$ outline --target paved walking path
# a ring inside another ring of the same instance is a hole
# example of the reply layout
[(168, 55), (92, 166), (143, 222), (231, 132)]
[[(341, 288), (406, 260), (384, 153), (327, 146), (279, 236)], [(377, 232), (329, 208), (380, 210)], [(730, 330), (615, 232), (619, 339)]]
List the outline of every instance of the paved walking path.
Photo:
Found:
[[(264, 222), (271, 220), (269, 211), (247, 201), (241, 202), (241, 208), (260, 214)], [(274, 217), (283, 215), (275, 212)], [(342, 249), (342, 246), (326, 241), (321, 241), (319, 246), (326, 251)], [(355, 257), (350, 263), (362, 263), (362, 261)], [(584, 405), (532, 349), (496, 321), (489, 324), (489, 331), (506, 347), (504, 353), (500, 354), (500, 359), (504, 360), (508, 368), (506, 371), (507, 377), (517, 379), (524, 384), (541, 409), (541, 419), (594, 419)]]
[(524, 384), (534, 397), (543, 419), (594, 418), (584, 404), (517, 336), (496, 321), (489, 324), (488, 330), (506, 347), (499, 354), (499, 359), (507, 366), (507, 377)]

Stated task
Copy out all of the lines above, requests included, and shift the answer outlines by adding 22 to every x and y coordinate.

Response to this exercise
$ outline --target paved walking path
# a ring inside another ring of the same instance is a hole
# example of the reply layout
[(168, 55), (92, 166), (143, 222), (231, 132)]
[[(341, 288), (406, 260), (384, 153), (327, 146), (279, 236)], [(377, 232), (329, 208), (380, 210)], [(730, 330), (615, 232), (619, 339)]]
List the outline of every instance of the paved walking path.
Photo:
Found:
[[(286, 244), (293, 242), (291, 233), (269, 223), (263, 224), (263, 230), (282, 236)], [(296, 239), (305, 237), (297, 234)], [(364, 271), (364, 268), (348, 263), (343, 263), (341, 268), (348, 273)], [(377, 279), (372, 285), (384, 285), (384, 283)], [(606, 427), (554, 371), (518, 343), (511, 346), (511, 353), (528, 369), (526, 375), (522, 376), (522, 381), (526, 382), (530, 390), (528, 393), (529, 399), (539, 401), (546, 406), (563, 431), (563, 441), (616, 441)]]
[(546, 406), (556, 419), (565, 441), (616, 440), (606, 426), (539, 358), (518, 343), (511, 346), (510, 352), (528, 369), (521, 376), (521, 381), (529, 388), (529, 399)]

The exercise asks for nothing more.